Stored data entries
========================================================================

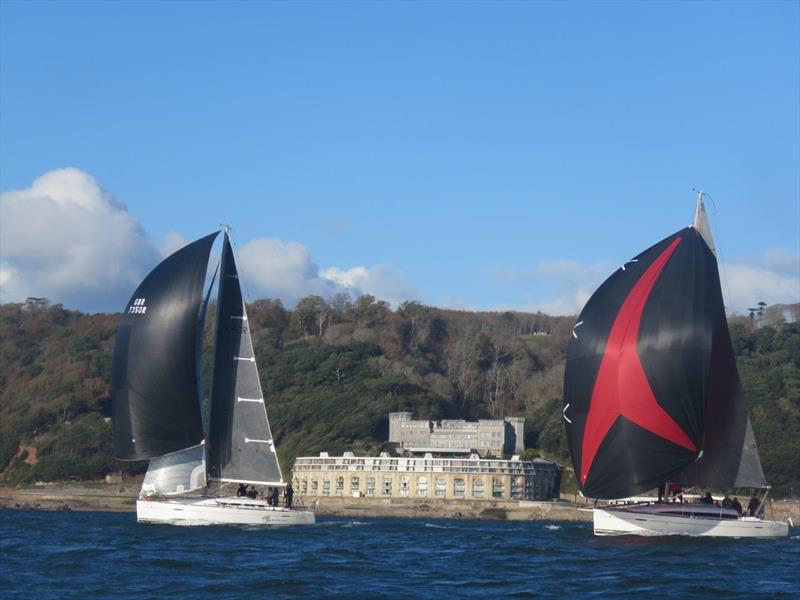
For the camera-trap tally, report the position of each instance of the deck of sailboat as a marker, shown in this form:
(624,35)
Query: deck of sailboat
(656,519)
(206,510)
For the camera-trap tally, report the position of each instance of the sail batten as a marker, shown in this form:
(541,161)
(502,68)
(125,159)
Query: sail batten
(240,443)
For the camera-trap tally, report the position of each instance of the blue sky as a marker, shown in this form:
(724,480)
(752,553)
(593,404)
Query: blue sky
(475,155)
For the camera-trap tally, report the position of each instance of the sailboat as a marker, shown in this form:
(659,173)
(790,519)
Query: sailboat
(652,395)
(157,399)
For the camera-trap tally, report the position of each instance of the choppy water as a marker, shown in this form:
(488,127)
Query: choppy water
(99,555)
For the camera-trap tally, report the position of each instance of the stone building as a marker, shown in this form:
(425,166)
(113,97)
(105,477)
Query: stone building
(469,477)
(486,436)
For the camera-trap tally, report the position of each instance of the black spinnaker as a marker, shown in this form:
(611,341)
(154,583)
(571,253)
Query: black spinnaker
(651,390)
(155,395)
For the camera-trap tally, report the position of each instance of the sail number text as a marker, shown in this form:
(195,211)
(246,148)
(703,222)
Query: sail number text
(138,307)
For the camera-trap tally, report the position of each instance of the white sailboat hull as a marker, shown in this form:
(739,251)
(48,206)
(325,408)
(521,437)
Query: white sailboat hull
(219,511)
(678,519)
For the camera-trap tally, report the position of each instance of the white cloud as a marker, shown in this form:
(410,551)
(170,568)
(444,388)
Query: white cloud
(68,239)
(555,287)
(743,285)
(275,268)
(172,243)
(382,281)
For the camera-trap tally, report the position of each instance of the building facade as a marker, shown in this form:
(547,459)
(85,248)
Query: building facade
(467,478)
(486,436)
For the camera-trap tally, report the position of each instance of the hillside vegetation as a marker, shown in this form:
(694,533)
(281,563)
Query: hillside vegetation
(333,370)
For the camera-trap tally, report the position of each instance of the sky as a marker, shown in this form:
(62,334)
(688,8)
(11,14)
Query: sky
(482,156)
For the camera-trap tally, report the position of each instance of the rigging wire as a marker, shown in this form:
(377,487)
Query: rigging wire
(726,292)
(239,265)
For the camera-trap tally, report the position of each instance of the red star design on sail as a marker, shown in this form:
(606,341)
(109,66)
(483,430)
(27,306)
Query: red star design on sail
(621,388)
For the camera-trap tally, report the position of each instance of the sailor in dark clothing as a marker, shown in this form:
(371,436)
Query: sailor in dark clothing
(752,506)
(736,505)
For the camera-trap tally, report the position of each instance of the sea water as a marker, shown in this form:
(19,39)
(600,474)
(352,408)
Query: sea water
(108,555)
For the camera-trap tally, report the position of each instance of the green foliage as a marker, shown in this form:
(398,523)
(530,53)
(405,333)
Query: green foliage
(333,369)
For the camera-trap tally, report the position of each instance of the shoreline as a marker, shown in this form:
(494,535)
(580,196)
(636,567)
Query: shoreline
(121,497)
(88,497)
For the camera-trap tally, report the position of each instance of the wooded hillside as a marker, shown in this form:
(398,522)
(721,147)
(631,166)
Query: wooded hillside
(333,370)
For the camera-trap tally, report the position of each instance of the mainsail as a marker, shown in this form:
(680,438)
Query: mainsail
(240,444)
(651,390)
(154,371)
(176,473)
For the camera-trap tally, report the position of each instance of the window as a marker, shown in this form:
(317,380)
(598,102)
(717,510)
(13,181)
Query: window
(517,487)
(404,486)
(497,488)
(477,488)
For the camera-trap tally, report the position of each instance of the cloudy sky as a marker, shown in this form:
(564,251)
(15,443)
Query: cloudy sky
(481,156)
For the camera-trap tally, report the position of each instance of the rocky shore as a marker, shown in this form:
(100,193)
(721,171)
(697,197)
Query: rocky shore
(121,497)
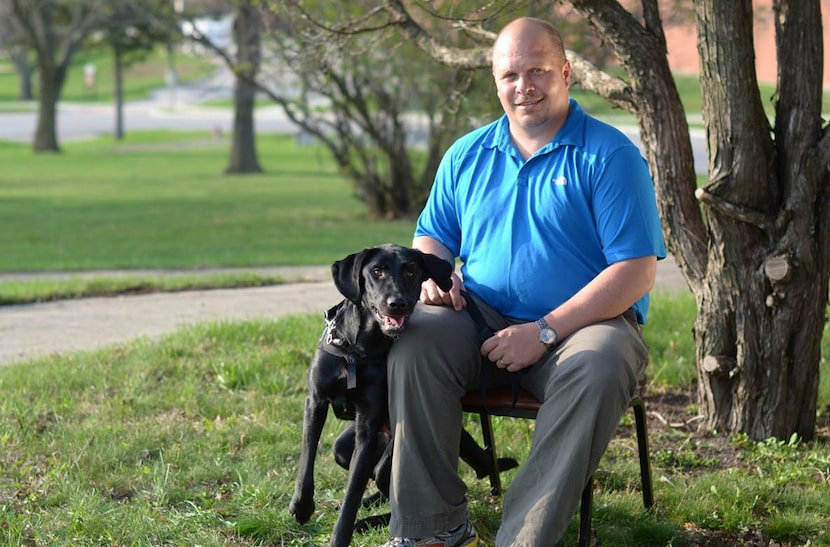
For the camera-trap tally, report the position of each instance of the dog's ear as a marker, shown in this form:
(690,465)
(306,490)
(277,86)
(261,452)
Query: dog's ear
(347,277)
(438,269)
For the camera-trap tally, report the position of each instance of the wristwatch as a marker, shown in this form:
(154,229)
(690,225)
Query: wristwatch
(547,335)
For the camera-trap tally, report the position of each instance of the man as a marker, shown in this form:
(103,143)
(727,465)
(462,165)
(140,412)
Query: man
(553,216)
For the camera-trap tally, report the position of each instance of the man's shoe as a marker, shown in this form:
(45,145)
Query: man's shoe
(463,536)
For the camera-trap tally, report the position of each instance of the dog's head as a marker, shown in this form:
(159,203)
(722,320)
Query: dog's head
(387,280)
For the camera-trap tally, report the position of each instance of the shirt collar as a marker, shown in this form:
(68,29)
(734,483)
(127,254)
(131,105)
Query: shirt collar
(572,132)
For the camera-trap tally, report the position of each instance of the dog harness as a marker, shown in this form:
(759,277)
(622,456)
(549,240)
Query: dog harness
(336,343)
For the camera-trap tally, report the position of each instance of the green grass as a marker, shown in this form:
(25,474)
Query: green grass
(139,79)
(159,200)
(194,440)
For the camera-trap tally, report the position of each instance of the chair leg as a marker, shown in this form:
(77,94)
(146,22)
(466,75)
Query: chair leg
(490,448)
(585,514)
(642,443)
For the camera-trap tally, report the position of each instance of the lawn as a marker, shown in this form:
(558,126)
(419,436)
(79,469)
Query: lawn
(194,439)
(159,200)
(140,78)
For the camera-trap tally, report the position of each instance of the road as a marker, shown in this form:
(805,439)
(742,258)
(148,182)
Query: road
(177,108)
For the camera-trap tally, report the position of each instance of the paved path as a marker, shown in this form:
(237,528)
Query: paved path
(30,331)
(58,327)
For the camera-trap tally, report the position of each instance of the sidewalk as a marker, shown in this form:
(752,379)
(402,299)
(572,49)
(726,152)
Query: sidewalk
(34,330)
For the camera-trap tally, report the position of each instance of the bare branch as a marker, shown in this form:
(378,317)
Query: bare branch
(732,210)
(455,57)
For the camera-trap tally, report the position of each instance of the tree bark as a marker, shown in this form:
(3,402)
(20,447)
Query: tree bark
(51,82)
(754,241)
(24,73)
(118,92)
(758,330)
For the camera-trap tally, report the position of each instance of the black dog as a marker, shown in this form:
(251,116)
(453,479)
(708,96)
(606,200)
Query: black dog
(348,371)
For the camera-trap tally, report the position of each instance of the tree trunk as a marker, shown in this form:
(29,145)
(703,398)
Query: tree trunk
(118,92)
(762,303)
(24,74)
(243,157)
(51,82)
(759,261)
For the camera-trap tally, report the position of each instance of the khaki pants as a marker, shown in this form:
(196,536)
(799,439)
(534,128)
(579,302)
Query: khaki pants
(585,385)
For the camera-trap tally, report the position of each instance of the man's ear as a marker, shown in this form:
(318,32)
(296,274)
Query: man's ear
(438,269)
(347,277)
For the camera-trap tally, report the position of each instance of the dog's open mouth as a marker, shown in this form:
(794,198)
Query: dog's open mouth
(391,325)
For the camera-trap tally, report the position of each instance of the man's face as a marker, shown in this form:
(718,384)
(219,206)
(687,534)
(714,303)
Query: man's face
(532,81)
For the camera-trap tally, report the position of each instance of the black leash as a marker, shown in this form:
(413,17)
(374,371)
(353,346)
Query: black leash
(485,332)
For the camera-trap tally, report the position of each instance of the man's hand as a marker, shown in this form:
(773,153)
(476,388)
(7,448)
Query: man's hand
(432,294)
(515,347)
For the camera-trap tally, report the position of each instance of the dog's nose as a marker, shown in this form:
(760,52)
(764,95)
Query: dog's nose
(396,304)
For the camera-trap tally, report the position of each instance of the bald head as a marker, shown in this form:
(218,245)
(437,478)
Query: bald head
(530,31)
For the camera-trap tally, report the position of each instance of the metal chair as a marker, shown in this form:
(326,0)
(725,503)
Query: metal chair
(499,402)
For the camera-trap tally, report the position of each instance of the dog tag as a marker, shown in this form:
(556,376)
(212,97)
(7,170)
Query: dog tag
(351,375)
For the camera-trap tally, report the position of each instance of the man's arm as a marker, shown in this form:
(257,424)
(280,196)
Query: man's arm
(610,293)
(430,292)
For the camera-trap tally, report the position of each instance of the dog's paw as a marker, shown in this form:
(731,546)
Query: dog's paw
(301,507)
(507,463)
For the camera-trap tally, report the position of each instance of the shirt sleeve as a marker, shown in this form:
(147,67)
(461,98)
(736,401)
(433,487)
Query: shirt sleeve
(439,218)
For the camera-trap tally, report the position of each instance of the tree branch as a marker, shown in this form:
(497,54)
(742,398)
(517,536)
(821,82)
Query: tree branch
(732,210)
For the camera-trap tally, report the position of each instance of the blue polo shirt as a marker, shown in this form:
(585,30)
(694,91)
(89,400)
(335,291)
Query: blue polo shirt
(530,234)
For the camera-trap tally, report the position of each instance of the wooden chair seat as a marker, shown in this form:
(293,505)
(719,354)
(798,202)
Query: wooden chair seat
(499,402)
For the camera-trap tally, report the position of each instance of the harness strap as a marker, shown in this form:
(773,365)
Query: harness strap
(485,332)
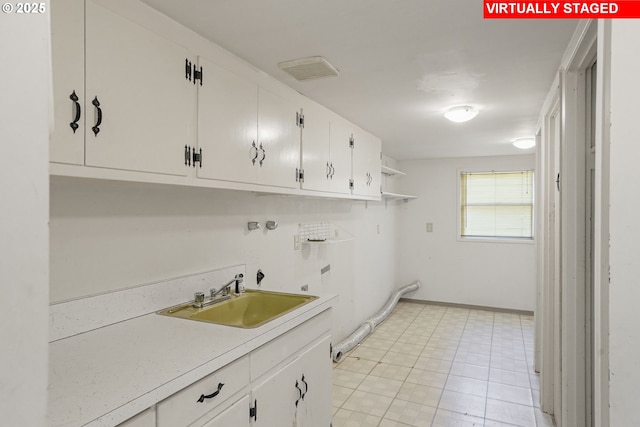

========================================================================

Exercise directions —
Take the records above and return, word for word, only the lines that fall from the line with "Query: man's ear" to the line with "the black leash", both of them included.

Written solution —
Query: man's ear
(438,269)
(347,277)
For the camera-trap tally, report the position of each instance of the dog's open mouth as a marker, shown in this form:
(794,198)
Query: dog's open mouth
(391,325)
For the camera-trap tally, report the position of each instance of the man's face as a marker, shown in this form:
(718,384)
(219,206)
(687,534)
(714,303)
Query: man's face
(532,81)
For the camera-trap tally, report the position of each instance of the black leash as a marker, shown in this form:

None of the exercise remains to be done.